**** DATA ****
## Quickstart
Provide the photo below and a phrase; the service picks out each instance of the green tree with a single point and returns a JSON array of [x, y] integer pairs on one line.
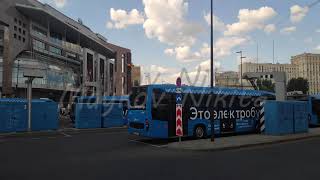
[[298, 84], [265, 85]]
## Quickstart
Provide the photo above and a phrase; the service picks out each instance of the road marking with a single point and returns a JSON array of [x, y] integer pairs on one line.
[[65, 135], [111, 133], [157, 146]]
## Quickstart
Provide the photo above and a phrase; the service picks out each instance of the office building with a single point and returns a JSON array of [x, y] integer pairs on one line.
[[73, 58]]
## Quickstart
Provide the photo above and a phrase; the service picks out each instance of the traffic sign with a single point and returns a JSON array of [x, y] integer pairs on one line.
[[178, 82], [179, 129]]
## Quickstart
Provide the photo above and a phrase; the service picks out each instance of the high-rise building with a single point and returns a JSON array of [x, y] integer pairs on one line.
[[308, 67], [227, 79], [136, 75], [305, 65], [72, 57]]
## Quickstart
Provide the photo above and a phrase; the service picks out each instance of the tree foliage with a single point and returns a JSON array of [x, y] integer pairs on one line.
[[298, 84]]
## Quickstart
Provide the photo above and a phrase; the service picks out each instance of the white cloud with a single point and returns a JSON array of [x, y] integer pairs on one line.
[[169, 51], [250, 20], [217, 23], [270, 28], [224, 45], [56, 3], [297, 13], [288, 30], [165, 21], [121, 19], [308, 40], [156, 74]]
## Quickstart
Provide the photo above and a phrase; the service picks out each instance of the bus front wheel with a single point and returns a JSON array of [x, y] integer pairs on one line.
[[199, 132]]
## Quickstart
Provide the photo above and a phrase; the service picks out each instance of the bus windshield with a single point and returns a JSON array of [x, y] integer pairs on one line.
[[138, 97]]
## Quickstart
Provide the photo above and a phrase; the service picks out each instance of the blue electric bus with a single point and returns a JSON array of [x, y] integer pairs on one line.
[[152, 110], [314, 110]]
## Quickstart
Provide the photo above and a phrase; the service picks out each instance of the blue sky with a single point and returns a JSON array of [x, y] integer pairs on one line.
[[167, 35]]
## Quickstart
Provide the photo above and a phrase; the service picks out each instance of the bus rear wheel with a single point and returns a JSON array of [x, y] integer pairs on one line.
[[199, 132]]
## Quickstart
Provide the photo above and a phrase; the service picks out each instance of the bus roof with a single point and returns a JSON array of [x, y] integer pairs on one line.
[[208, 90], [93, 98]]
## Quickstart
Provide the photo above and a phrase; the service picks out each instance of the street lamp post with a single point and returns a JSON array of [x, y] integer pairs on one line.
[[241, 57], [18, 68], [212, 68]]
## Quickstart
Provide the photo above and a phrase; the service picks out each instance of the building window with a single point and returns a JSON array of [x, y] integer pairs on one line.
[[55, 50], [123, 62], [39, 31], [38, 45], [90, 67]]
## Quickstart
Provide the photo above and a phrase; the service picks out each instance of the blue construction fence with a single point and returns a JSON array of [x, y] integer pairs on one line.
[[286, 117], [314, 110], [14, 115], [112, 112]]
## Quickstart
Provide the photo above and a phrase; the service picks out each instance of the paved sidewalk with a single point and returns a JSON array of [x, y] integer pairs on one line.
[[59, 132], [241, 141]]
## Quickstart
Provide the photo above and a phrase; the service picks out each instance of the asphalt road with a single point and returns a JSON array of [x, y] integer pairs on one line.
[[116, 155]]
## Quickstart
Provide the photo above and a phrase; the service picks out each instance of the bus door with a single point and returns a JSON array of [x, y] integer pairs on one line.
****
▶ **GOAL OF THE EXERCISE**
Retype the data above exactly, dropping every picture.

▶ **EXERCISE ANSWER**
## Quickstart
Provide the photo below and a phrase; the service picks out each instance of the green tree with a single point and returns a JSON array of [x, y] integer pairs on one line.
[[298, 84], [265, 85]]
## Quickstart
Provide the photo above and a phrase; the service picks out each instance of the road marking with a single point and returns a JSON array of [x, y] integer pairs on one line.
[[65, 135], [111, 133], [157, 146]]
## Quickstart
Provide the photo above and a phrase; the service picks out each instance of the office building with a single point and returns a JSON array of [x, y] integer pairs on one line.
[[73, 58]]
## Quickstart
Provide the photo above and a phrase; the service picks out each instance of the traffic sign with a single point and returns a JSON array of [x, y] integer pairs on one line.
[[178, 82], [179, 129]]
## Quickstart
Provide the photo above and a phrase; the service picks out each instance of the high-rise building with a single point and returns a JSON array of [x, y] integer pairs on one line.
[[308, 67], [227, 79], [136, 75], [305, 65], [72, 57]]
## Quickstart
Provide the photo above and a phrase; the service picks out each instance of the tree foliage with a single point and returns a JSON array of [x, y] integer pairs on one line.
[[298, 84]]
## Quickstart
Provide the photo above and a phrase; the service picks out each instance of the white cloud with a single point and returns a JSON array of [x, y] integer pairs on one line.
[[169, 51], [250, 20], [217, 23], [270, 28], [224, 45], [56, 3], [297, 13], [288, 30], [165, 21], [121, 19], [308, 40], [156, 74]]
## Quickstart
Provide the photo above and a phrase; the service picks out each instance of the bus front wheel with a single point and returns a JSON array of [x, y] integer pairs on one line.
[[199, 132]]
## Quickstart
Provide the photo above and a phrase; the service picks out each instance of the bus windshield with a single point and returns a JSON array of [x, y] integer pairs on one line.
[[138, 97]]
## Quickstart
Provide the photo above and a phrase; the service picks out each instance of the blue electric bus with a single point and returns a JSON array of [x, y] integer pairs on one line.
[[152, 110], [314, 110]]
## Quickstart
Provide the photo above and a phrase; the service picks out each instance of the blue sky with a single point and returns a JSON array of [x, y] integer pairs on one line.
[[167, 35]]
## Quickstart
Provide the photo above and a phrase; the service picks out each instance of the bus rear wheel with a single point and returns a JSON array of [x, y] integer pairs on one line.
[[199, 132]]
## Quickstart
Provide the photo above and a phrase; the service picks out each instance of the bus roof with a single point and returns a JSON array of [x, y] integer pairs on one line.
[[208, 90], [93, 98]]
## Quickstart
Provide the photo above and a phrase; the service picks out each instance of the street lamp post with a single point and returns a JSON array of [x, y] integer pairs on one line.
[[241, 57], [18, 68], [212, 68]]
## Quickstart
Provide the photo above and a phrase; the service picks out each instance of the building window with a single point and returns a JSON array of [x, y] integer pairs on one line.
[[55, 50], [123, 62], [39, 31], [38, 45], [90, 67]]
## Quickstart
Provide the photo above and a phrase; the service picks out each instance of the blue construction fence with a single point and returns a JSON array of [x, y] integer pairs on one line.
[[286, 117], [314, 110], [14, 115], [112, 112]]
## Quickstart
Provide the photo above and a phrase; the service picks out each instance of the paved sidewalk with a single point and returns a JSON array of [x, y] integer pairs on one line.
[[59, 132], [241, 141]]
## Quickstart
Provide the photo above and a phrase; the service picks out each instance of the asphalt road with a single point and returns a JSON array of [x, y] integer pairs on one line.
[[116, 155]]
## Quickstart
Provide the photo above and a phrase; the service picks out each instance of the bus door with a single point and returns a JSON array of [x, y] integer pairs on one line.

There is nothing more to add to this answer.